| DOKUMEN SUMBER |
====================
Jawaban Atsar Shahabat Yang Menunjukkan Sucinya Darah
Pertanyaan: 207812
Puji syukur bagi Allah, dan salam serta berkat atas Rasulullah dan keluarganya.
Pertama:
Masalah najisnya darah termasuk permasalah yang seringkali diperbincangkan seputarnya diantara ulama kontemporer. Sampai ditulis berbagai buku kecil dan studi. Pendapat yang dipilih mayoritas para ulama salaf dan kholaaf (belakangan) bahwa darah yang mengalir itu termasuk najis. Kata ‘Masfuh’ adalah yang mengalir.” Selesai dari ‘Al-Jami’ Li Ahkamil Quran, (7/123).
Hal ini mencakup darah mengalir dan mengucur dari hewan waktu hidup atau ketika disembelih. Dan darah yang keluar dari tubuh manusia ketika luka. Darah ini najis, menurut seluruh ulama. Tidak dikenal seorangpun dari kalangan ulama umat ini dan para salaf yang mengatakan akan kesuciannya. Pertama kali yang berpendapat dari kalangan kontemporer akan kesuciannya adalah Syaukani kemudian diikuti Sidiq Hasan Khon dan setelahnya Syekh Albany dari kalangan modern. Kemudian setelah itu dikenal pendapat ini sampai diantara para penuntut ilmu.
Yang menunjukkan kenajisan darah mengalir dari Quran, Sunah dan Ijma’.
Kalau dari Al-Qur’an firman Allah ta’ala:
قُل لاَّ أَجِدُ فِيمَا أُوْحِيَ إِلَيَّ مُحَرَّماً عَلَى طَاعِمٍ يَطْعَمُهُ إِلاَّ أَن يَكُونَ مَيْتَةً أَوْ دَماً مَّسْفُوحاً أَوْ لَحْمَ خِنزِيرٍ فَإِنَّهُ رِجْسٌ أَوْ فِسْقاً أُهِلَّ لِغَيْرِ اللّهِ بِهِ ، فَمَنِ اضْطُرَّ غَيْرَ بَاغٍ وَلاَ عَادٍ فَإِنَّ رَبَّكَ غَفُورٌ رَّحِيمٌ
الأنعام/ 145
“Katakanlah: “Tiadalah aku peroleh dalam wahyu yang diwahyukan kepadaku, sesuatu yang diharamkan bagi orang yang hendak memakannya, kecuali kalau makanan itu bangkai, atau darah yang mengalir atau daging babi – karena sesungguhnya semua itu kotor – atau binatang yang disembelih atas nama selain Allah. Barangsiapa yang dalam keadaan terpaksa, sedang dia tidak menginginkannya dan tidak (pula) melampaui batas, maka sesungguhnya Tuhanmu Maha Pengampun lagi Maha Penyayang.” QS. Al-An’am: 145.
====================
| BAHAN YANG DIBERIKAN |
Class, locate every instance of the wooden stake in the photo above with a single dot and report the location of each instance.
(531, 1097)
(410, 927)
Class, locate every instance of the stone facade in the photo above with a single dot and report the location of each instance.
====================
| SOAL DAN TUGAS |
(1) Tentukan apakah setiap pernyataan berikut sesuai dengan teks tentang najisnya darah, lalu jawab ya atau tidak disertai kutipan kata-kata penentunya dari teks.
(a) Orang pertama dari kalangan kontemporer yang berpendapat bahwa darah itu suci adalah Syekh Albany.
(b) Darah yang keluar dari tubuh manusia ketika luka termasuk dalam cakupan yang dibahas.
(c) Dalil kenajisan darah mengalir disebut berasal dari Quran, Sunah, dan Ijma’.
(2) Terjemahkan kalimat dari teks tentang najisnya darah ini ke dalam bahasa Inggris: "Hal ini mencakup darah mengalir dan mengucur dari hewan waktu hidup atau ketika disembelih."
(3) Lanjutkan teks tentang najisnya darah mulai dari bagian tempat teks itu berhenti.

| HASIL |
(1)
(a) Tidak: "Pertama kali yang berpendapat dari kalangan kontemporer akan kesuciannya adalah Syaukani"
(b) Ya: "Dan darah yang keluar dari tubuh manusia ketika luka."
(c) Ya: "Yang menunjukkan kenajisan darah mengalir dari Quran, Sunah dan Ijma’."

(2) This includes blood that flows and gushes from an animal while it is alive or when it is slaughtered.

(3)
Ayat ini menunjukkan bahwa darah mengalir itu termasuk rijsun. Kata ‘Rijsun’ adalah najis.
Pangambilan dalil dari ayat ini dibantah dari dua sisi:
Pertama: maksud dari kata ‘Rijsun’ dalam ayat ini adalah yang diharamkan bukan najis. Syaukani rahimahullah mengatakan, “Maksud ‘rijsun’ disini adalah haram. Sebagaimana kontek dan maksud ayat. Ia disebutkan dengan apa yang diharamkan semuanya bukan apa yang najis. Tidak ada korelasi antara pengharaman dan najis. Bisa jadi sesuatu itu haram tapi suci.” Selesai dari ‘As-Sailul Jarar, (1/26).
Hal ini dijawab, “Kalau kata ‘Rijsun’ itu maksudnya haram, maka dalam ayat itu ada pengulangan. Karena pengharaman telah selesai penjelasannya di awal ayat. Menurut pendapat mereka makna ayat tidak ada yang diwahyukan kepadaku yang diharamkan kecuali bangkai, darah dan darah babi itu semuanya haram.
Sebagian diantara mereka mengatakan, “Kata ‘Rijsun’ dalam Bahasa adalah kotor. Maka kata ‘rijs’ maksudnya bukan najis. Tapi yang dianggap kotor (jorok).
Jawaban akan hal itu adalah bahwa kata ‘Rijs’ meskipun maksud dari sisi Bahasa itu kotor, akan tetapi maksud disini adalah makna secara syar’i. yaitu dihukumi najis. Karena asal dalam perkataan agama dimaksudkan arti sisi syar’I bukan Bahasa.
Imam Tobari rahimahullah mengatakan, “Kata ‘Rijsun’ adalah najis dan busuk. Selesai dari ‘jamiul Bayan, (8/53).
Syeikhul Islam rahimahullah mengatakan, “Kata Rijsun adalah kotor yang harus dijauhi.” Selesai dari Syarkh Umdah, (1/109).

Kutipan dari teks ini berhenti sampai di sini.